··· Supplied records ···

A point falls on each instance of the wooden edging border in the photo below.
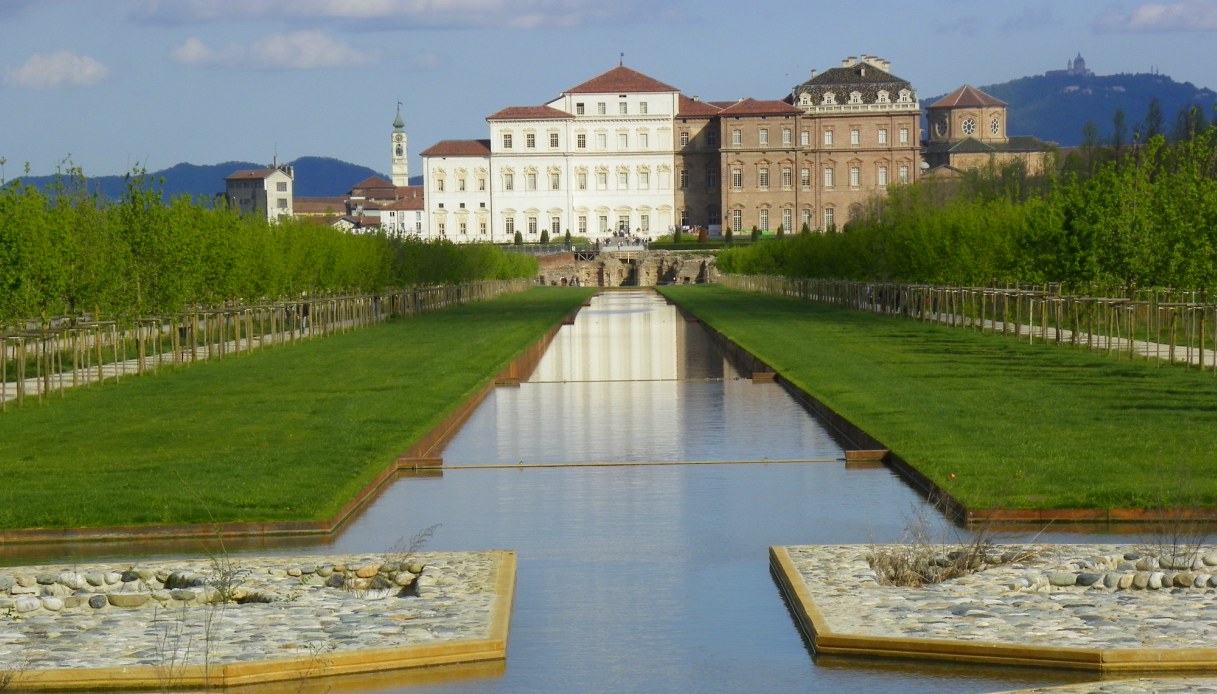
(421, 455)
(826, 642)
(355, 662)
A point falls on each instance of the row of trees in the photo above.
(65, 252)
(1147, 217)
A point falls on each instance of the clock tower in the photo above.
(397, 140)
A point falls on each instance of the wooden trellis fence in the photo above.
(73, 352)
(1161, 325)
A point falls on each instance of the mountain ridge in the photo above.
(315, 177)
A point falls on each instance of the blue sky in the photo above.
(113, 84)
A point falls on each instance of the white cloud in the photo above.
(298, 50)
(397, 14)
(62, 68)
(1183, 16)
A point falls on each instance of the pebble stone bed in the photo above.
(163, 614)
(1077, 595)
(1064, 595)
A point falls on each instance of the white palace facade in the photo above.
(596, 160)
(626, 154)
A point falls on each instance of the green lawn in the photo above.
(287, 434)
(1019, 425)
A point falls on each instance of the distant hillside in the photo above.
(1056, 107)
(315, 177)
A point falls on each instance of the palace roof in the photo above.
(966, 96)
(621, 79)
(753, 107)
(528, 113)
(459, 149)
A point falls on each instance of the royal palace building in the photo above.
(624, 154)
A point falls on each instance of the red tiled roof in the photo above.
(405, 203)
(373, 182)
(753, 107)
(319, 205)
(693, 107)
(621, 80)
(458, 149)
(966, 96)
(528, 113)
(251, 174)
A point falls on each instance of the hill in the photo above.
(315, 177)
(1056, 107)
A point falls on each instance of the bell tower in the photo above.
(397, 140)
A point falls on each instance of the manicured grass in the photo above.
(1019, 425)
(287, 434)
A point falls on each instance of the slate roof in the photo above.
(458, 149)
(863, 77)
(251, 174)
(971, 146)
(621, 79)
(753, 107)
(528, 113)
(966, 96)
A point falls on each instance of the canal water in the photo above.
(640, 479)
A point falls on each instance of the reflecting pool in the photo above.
(641, 480)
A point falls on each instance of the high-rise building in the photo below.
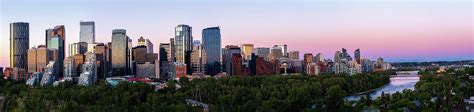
(101, 52)
(139, 54)
(57, 44)
(337, 56)
(129, 56)
(87, 32)
(146, 70)
(318, 58)
(78, 62)
(69, 68)
(307, 59)
(183, 42)
(165, 58)
(276, 53)
(165, 52)
(31, 60)
(357, 55)
(38, 58)
(230, 51)
(179, 70)
(88, 76)
(78, 48)
(19, 44)
(247, 50)
(55, 39)
(211, 42)
(284, 49)
(294, 55)
(141, 41)
(120, 52)
(149, 46)
(262, 52)
(198, 59)
(346, 55)
(237, 67)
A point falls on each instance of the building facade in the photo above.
(211, 42)
(294, 55)
(87, 32)
(19, 44)
(120, 52)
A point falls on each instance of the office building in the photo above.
(78, 48)
(211, 42)
(19, 44)
(183, 42)
(294, 55)
(101, 51)
(262, 52)
(247, 50)
(38, 58)
(179, 70)
(276, 53)
(69, 67)
(237, 67)
(120, 52)
(357, 55)
(87, 32)
(88, 76)
(55, 39)
(318, 58)
(307, 59)
(146, 70)
(230, 51)
(284, 49)
(198, 59)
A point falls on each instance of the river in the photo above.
(397, 84)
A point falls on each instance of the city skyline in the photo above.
(416, 34)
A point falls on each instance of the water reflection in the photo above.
(397, 84)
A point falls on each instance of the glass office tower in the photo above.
(120, 52)
(19, 44)
(211, 41)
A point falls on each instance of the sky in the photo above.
(397, 30)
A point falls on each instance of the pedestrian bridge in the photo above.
(406, 74)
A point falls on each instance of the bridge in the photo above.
(406, 74)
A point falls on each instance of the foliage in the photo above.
(253, 93)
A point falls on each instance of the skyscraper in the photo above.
(38, 58)
(19, 44)
(77, 48)
(149, 46)
(55, 39)
(230, 51)
(247, 50)
(357, 55)
(120, 52)
(32, 60)
(87, 32)
(262, 52)
(307, 59)
(211, 42)
(141, 41)
(183, 42)
(276, 53)
(319, 58)
(284, 49)
(198, 59)
(295, 55)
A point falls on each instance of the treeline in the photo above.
(434, 92)
(255, 93)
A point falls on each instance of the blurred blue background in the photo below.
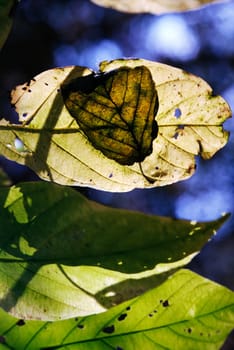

···

Edit the data by replacing every occurrence of "photo" with "image" and leaving everything else unchanged. Reproduce all of the data in full, omitting the pictures.

_Task output_
A point falls on each instance of the wooden edging border in the image below.
(421, 455)
(826, 642)
(355, 662)
A point falls on each instance of the row of trees in the image above.
(65, 252)
(1147, 217)
A point falls on each instance of the clock tower in the image above.
(397, 140)
A point falls on each instance of the wooden trellis fence in the image above.
(73, 352)
(1161, 325)
A point falls on each instance of the mountain ridge in the image above.
(315, 177)
A point falls on each instance of the blue sky in the image above.
(113, 84)
A point falls on each instance of the white cloud in the image above.
(298, 50)
(397, 14)
(62, 68)
(1183, 16)
A point falls on each instance of the pebble stone bed in the image above.
(163, 614)
(1077, 595)
(1064, 595)
A point falls on each instance of the white palace facade in the image above.
(596, 160)
(626, 154)
A point falls on each instance of the green lawn in the image above.
(287, 434)
(1019, 425)
A point falls on each instance of the distant hillside in the image above.
(1056, 107)
(315, 177)
A point falls on each instance of the palace roof in the image above.
(966, 96)
(621, 79)
(753, 107)
(528, 113)
(459, 149)
A point falls on each instance of the royal palace building in the image above.
(624, 154)
A point falls on each instance of the red tiled roof in the image above.
(405, 203)
(373, 182)
(753, 107)
(319, 205)
(693, 107)
(621, 80)
(458, 149)
(966, 96)
(528, 113)
(251, 174)
A point falls on each instance of the hill in the image above.
(315, 177)
(1056, 107)
A point falls on each instance of the bell tower in the image above.
(397, 140)
A point falls on each instance of the manicured grass in the image above.
(1019, 425)
(287, 434)
A point falls on each instance of the slate roof in the image above.
(458, 149)
(863, 77)
(251, 174)
(971, 146)
(621, 79)
(753, 107)
(528, 113)
(966, 96)
A point falls on each instance of the canal water in the image above.
(640, 479)
A point falls on each instance of the reflecting pool in the image above.
(641, 480)
A point falls on each instance of the high-rise building in the image below.
(101, 52)
(139, 54)
(57, 44)
(337, 56)
(129, 56)
(87, 32)
(146, 70)
(318, 58)
(78, 62)
(69, 68)
(307, 59)
(183, 42)
(165, 58)
(276, 53)
(165, 52)
(31, 60)
(357, 55)
(38, 58)
(230, 51)
(179, 70)
(88, 76)
(78, 48)
(19, 44)
(247, 50)
(55, 39)
(211, 42)
(284, 49)
(294, 55)
(141, 41)
(120, 52)
(149, 46)
(262, 52)
(198, 59)
(346, 55)
(237, 67)
A point falls on each instance of the building facade in the image above.
(211, 42)
(294, 55)
(87, 32)
(19, 44)
(120, 52)
A point falls on each instance of the office building in the image above.
(78, 48)
(211, 42)
(19, 44)
(183, 42)
(294, 55)
(101, 51)
(262, 52)
(247, 50)
(38, 58)
(179, 70)
(276, 53)
(69, 67)
(237, 67)
(120, 52)
(357, 55)
(87, 32)
(88, 76)
(55, 39)
(318, 58)
(307, 59)
(146, 70)
(230, 51)
(284, 49)
(198, 59)
A point falls on each instance of the river in the image above.
(397, 84)
A point falls on each instance of the city skyline in the image above.
(416, 34)
A point falls on each instance of the water reflection in the image above.
(397, 84)
A point falls on each instance of the glass office tower in the image above.
(120, 52)
(19, 44)
(211, 41)
A point falls on each instance of the sky in the image above.
(397, 30)
A point falls on each instance of the pedestrian bridge in the image above.
(406, 74)
A point falls on each instance of the bridge in the image above.
(406, 74)
A point falls on each instance of the foliage in the image above.
(253, 93)
A point falls on each instance of the skyscraper in the image above.
(38, 58)
(19, 44)
(77, 48)
(149, 46)
(55, 39)
(230, 51)
(247, 50)
(357, 55)
(120, 52)
(32, 60)
(87, 32)
(262, 52)
(307, 59)
(211, 42)
(141, 41)
(183, 42)
(276, 53)
(319, 58)
(284, 49)
(198, 59)
(295, 55)
A point falls on each instance of the treeline in the image above.
(434, 92)
(255, 93)
A point falls on each instance of the blurred blue background in the image below.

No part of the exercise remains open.